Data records

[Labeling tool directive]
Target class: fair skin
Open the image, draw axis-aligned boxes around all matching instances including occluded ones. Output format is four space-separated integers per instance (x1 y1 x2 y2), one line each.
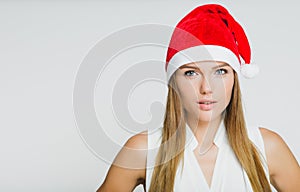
97 61 300 192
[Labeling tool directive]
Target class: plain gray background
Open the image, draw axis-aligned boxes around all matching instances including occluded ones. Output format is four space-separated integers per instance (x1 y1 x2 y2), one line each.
0 0 300 192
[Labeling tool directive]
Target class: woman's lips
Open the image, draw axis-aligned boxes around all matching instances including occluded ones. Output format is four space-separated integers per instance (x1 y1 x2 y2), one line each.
198 100 217 111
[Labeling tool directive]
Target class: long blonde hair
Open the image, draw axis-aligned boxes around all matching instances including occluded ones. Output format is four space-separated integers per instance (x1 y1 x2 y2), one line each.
149 73 271 192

◆ CHALLENGE:
Rewrite all of the entries above, each labeling directive included, and offset every bounding box coordinate in the answers by 36. Leave the pictures out.

◆ WRITTEN ANSWER:
[Labeling tool directive]
Target class: fair skin
Open the image, draw axis-aligned boxes around all matching instances including occluded ones. Output format is four space-separated integers per instance (x1 y1 x2 y2), one line each.
133 97 336 228
[Labeling tool directive]
Target class: plain gray background
Open the image, draw axis-aligned boxes around all matching instances including occluded ones. Output format is four space-separated integers per instance (x1 y1 x2 y2), one line each.
36 36 336 228
[Labeling tool directive]
Target class: woman's lips
Open the image, draw axis-aligned boxes around all matching instances including occluded ones. Output format is four space-separated integers per instance (x1 y1 x2 y2), one line each.
234 136 253 147
[Labeling tool directive]
Target class: long blonde hair
Open the image, draw axis-aligned boxes around all matching instances including occluded ones. Output format is four space-separated integers per instance (x1 y1 x2 y2), one line each.
185 109 307 228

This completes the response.